### SELECTION
* * * * * * * * *
Doc updates for oracles

docs/source/corda-plugins.rst

@@ -65,8 +65,14 @@ extensions to be created, or registered at startup. In particular:
     d. The ``servicePlugins`` property returns a list of classes which will 
     be instantiated once during the ``AbstractNode.start`` call. These 
     classes must provide a single argument constructor which will receive a 
-    ``PluginServiceHub`` reference. These singleton instances are regarded 
-    as trusted components and can be used for a number of purposes.
+    ``PluginServiceHub`` reference. They must also extend the abstract class
+    ``SingletonSerializeAsToken`` which ensures that if any reference to your
+    service is captured in a flow checkpoint (i.e. serialized by Kryo as
+    part of Quasar checkpoints, either on the stack or by reference within
+    your flows) it is stored as a simple token representing your service.
+    When checkpoints are restored, after a node restart for example,
+    the latest instance of the service will be substituted back in place of
+    the token stored in the checkpoint.
 
         i. Firstly, they can call ``PluginServiceHub.registerFlowInitiator`` and 
         register flows that will be initiated locally in response to remote flow 
@@ -79,7 +85,7 @@ extensions to be created, or registered at startup. In particular:
         to the service plugin when initiated (as defined by the 
         ``registerFlowInitiator`` call). The flow can then call into functions 
         on the plugin service singleton. Note, care should be taken to not allow 
-        flows to hold references to plugin services, or fields which are not 
+        flows to hold references to fields which are not
         also ``SingletonSerializeAsToken``, otherwise Quasar suspension in the 
         ``StateMachineManager`` will fail with exceptions. An example oracle can 
         be seen in ``NodeInterestRates.kt`` in the irs-demo sample.
* * * * * * * * *
### YOUR TASKS
1. In the oracle doc update, which abstract class must service plugin classes now extend?
2. List every distinct name that the oracle doc update sets between double backticks, giving each one once.
3. From the oracle doc update, quote the passage that begins with the words "docs/source/corda-plugins.rst" and ends with "number of purposes.".

### MATERIAL
* * * * * * * * *
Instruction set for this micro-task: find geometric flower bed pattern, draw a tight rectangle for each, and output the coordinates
* * * * * * * * *
### WORKED ANSWERS
1. SingletonSerializeAsToken

2. servicePlugins, AbstractNode.start, PluginServiceHub, SingletonSerializeAsToken, PluginServiceHub.registerFlowInitiator, registerFlowInitiator, StateMachineManager, NodeInterestRates.kt

3.
docs/source/corda-plugins.rst

@@ -65,8 +65,14 @@ extensions to be created, or registered at startup. In particular:
     d. The ``servicePlugins`` property returns a list of classes which will 
     be instantiated once during the ``AbstractNode.start`` call. These 
     classes must provide a single argument constructor which will receive a 
-    ``PluginServiceHub`` reference. These singleton instances are regarded 
-    as trusted components and can be used for a number of purposes.